- DATA SHOWN -
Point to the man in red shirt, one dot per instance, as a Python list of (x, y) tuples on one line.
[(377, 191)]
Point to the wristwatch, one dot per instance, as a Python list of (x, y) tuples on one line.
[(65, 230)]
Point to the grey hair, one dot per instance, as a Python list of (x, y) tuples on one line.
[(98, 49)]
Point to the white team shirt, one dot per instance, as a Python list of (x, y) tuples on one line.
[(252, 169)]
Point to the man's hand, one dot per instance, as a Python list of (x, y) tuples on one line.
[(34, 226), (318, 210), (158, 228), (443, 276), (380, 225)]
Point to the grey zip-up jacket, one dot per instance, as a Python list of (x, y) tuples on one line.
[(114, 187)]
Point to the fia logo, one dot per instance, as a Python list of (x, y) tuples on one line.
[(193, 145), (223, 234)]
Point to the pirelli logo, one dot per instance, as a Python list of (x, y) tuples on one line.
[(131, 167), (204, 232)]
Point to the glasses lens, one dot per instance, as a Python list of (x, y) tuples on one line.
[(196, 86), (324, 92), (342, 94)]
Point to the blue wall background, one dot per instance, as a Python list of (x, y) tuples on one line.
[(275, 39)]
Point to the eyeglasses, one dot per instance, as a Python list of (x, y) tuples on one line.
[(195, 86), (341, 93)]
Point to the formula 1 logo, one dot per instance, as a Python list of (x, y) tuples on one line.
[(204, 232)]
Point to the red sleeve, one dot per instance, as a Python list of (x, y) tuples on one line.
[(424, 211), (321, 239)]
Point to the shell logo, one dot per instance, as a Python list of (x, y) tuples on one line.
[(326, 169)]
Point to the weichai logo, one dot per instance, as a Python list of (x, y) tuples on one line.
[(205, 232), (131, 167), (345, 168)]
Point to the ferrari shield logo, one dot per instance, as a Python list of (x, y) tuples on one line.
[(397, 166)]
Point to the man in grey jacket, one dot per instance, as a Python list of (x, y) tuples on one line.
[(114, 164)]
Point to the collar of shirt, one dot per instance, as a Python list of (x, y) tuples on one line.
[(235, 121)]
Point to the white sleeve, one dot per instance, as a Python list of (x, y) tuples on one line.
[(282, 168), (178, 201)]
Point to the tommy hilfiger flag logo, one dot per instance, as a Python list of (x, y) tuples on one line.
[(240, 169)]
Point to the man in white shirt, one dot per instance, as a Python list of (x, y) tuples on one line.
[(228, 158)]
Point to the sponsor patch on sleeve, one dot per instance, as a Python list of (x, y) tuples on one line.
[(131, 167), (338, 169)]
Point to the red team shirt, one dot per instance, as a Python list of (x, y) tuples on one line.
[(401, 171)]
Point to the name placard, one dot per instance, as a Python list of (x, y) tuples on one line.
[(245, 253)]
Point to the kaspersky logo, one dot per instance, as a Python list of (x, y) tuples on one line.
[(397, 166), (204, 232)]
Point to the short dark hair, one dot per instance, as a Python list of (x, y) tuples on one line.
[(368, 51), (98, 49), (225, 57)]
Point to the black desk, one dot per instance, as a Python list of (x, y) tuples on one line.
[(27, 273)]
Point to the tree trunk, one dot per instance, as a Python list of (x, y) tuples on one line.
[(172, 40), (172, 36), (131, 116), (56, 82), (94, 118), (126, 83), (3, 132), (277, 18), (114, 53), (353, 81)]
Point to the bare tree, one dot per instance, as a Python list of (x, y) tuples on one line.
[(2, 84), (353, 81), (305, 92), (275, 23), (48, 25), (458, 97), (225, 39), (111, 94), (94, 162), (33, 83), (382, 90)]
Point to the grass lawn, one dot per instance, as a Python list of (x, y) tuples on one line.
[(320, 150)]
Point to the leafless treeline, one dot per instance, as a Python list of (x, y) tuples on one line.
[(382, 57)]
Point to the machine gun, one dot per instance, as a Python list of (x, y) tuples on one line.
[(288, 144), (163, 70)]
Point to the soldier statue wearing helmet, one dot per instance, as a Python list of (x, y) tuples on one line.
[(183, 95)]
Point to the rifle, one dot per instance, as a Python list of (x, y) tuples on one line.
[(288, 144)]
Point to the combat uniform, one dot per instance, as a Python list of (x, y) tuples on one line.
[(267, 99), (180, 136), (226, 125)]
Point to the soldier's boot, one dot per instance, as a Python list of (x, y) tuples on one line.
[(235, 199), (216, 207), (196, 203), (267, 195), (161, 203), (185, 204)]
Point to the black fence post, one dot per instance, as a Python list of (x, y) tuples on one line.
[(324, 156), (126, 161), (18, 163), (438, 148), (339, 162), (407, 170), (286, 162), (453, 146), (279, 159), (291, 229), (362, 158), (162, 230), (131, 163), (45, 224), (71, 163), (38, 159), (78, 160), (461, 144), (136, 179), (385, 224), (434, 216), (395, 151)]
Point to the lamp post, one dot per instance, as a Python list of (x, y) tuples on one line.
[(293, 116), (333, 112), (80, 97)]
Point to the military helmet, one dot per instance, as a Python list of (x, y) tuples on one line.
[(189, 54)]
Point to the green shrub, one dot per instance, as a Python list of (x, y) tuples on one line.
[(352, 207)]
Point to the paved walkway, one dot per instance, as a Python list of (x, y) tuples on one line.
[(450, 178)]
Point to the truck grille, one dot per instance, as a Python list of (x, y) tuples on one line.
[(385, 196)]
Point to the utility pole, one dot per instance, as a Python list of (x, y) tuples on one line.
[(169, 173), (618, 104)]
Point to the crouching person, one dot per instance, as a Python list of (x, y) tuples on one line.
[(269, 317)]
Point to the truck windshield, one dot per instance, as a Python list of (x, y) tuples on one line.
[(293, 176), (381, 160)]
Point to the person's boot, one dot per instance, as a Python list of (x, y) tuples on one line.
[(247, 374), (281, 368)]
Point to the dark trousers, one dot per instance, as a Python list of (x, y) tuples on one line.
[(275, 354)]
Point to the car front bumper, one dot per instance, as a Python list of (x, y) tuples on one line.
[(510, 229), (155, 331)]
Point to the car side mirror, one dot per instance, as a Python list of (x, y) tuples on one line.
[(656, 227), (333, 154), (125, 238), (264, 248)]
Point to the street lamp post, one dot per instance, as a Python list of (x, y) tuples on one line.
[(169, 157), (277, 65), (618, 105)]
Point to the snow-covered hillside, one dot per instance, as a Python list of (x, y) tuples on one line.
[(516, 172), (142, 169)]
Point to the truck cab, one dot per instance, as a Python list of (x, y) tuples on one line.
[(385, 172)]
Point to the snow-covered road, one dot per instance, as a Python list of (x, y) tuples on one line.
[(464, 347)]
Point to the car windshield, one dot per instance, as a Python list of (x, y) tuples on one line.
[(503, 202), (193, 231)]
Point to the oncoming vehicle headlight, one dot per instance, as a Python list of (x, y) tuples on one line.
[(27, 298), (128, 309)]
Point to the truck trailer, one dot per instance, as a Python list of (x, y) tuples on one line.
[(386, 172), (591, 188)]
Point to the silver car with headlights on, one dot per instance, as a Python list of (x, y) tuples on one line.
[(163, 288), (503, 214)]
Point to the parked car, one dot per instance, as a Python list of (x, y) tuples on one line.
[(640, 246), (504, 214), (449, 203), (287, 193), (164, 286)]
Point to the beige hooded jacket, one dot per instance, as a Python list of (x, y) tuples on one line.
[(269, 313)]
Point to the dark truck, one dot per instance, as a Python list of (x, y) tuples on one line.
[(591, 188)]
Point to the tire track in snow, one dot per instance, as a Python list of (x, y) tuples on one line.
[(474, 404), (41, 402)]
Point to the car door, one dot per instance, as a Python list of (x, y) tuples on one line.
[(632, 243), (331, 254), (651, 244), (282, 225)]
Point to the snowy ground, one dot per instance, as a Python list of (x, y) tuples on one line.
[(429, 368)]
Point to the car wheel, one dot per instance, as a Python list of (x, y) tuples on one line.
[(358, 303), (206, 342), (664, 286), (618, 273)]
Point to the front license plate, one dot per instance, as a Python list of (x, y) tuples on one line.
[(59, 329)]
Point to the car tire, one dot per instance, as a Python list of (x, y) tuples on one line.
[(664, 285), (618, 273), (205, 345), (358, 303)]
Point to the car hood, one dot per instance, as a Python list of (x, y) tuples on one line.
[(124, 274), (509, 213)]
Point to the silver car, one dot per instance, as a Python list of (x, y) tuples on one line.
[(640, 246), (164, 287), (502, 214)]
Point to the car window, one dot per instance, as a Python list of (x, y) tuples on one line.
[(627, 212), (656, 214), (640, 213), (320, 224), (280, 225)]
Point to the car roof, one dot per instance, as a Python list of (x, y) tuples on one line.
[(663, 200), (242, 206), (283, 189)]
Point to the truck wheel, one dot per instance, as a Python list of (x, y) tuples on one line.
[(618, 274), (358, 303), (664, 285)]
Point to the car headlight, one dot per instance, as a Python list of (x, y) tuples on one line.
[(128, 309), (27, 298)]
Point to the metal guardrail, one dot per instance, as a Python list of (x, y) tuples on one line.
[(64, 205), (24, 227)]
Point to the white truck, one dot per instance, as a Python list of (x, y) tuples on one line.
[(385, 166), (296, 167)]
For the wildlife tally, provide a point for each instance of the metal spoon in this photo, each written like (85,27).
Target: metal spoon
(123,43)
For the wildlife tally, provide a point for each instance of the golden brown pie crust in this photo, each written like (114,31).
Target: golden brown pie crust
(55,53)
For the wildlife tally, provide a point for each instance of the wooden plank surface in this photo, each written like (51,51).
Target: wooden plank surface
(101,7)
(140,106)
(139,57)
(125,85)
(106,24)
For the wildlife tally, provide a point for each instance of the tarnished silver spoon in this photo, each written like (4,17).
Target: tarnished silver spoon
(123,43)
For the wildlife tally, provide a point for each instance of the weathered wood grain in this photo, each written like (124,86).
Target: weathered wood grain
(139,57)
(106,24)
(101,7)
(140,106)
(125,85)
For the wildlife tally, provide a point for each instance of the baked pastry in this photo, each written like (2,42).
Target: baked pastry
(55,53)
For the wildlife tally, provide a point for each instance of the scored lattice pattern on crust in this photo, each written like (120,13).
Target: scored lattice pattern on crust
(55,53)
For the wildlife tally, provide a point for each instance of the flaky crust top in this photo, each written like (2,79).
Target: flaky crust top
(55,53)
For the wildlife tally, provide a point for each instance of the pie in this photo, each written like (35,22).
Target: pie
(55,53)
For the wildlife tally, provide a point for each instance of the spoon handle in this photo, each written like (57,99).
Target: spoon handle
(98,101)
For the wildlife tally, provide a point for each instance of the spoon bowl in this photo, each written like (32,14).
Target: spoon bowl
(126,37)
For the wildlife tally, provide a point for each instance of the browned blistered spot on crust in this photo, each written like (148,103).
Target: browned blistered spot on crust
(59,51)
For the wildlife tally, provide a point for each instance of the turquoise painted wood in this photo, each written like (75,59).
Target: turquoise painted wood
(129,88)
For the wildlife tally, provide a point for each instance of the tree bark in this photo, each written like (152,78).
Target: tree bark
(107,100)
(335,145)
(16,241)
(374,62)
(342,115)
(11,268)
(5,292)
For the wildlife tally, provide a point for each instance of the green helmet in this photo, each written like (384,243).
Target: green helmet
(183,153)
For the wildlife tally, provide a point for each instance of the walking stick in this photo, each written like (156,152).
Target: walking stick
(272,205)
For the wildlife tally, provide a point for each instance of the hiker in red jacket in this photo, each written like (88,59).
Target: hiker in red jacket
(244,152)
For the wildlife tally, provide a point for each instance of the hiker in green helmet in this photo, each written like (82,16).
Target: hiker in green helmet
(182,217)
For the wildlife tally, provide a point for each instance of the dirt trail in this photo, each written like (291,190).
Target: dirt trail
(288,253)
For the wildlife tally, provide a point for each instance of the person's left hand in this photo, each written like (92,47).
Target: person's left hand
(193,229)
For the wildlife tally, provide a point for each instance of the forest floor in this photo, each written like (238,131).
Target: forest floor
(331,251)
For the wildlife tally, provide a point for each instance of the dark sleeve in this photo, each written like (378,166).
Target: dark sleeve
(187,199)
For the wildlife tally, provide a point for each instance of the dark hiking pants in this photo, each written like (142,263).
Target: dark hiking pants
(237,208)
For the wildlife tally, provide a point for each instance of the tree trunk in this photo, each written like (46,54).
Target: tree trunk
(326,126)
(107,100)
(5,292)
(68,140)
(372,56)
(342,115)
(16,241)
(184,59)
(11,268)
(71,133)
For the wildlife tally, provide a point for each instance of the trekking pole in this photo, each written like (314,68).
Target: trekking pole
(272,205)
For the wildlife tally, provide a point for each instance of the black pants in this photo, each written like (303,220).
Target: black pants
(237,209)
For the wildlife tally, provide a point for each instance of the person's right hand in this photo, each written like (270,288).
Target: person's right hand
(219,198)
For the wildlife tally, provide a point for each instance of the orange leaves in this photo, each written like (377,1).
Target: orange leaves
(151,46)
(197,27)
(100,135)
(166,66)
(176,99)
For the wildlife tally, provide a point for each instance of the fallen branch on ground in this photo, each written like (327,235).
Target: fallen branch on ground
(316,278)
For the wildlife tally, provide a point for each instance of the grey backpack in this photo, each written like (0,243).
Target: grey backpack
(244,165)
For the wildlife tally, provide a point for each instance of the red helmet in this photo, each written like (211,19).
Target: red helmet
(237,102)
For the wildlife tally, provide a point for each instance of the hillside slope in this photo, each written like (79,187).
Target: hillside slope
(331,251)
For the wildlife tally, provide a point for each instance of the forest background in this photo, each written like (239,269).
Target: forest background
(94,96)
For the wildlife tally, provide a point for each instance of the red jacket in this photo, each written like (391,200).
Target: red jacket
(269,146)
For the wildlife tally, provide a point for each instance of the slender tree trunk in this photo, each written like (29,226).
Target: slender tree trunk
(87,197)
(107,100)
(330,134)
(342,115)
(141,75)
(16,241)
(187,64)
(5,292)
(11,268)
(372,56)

- BRIEF -
In the records above, find the line with "written like (142,263)."; write out exactly that line and each one after it, stopping after the line with "written like (46,54).".

- SOLVED EXERCISE -
For the wildlife tally, provide a point for each instance of the dark hiking pants in this photo, each written like (142,263).
Target: dark hiking pants
(237,208)
For the wildlife tally, provide a point for each instance of the tree trunk in this photo, each written like (46,54).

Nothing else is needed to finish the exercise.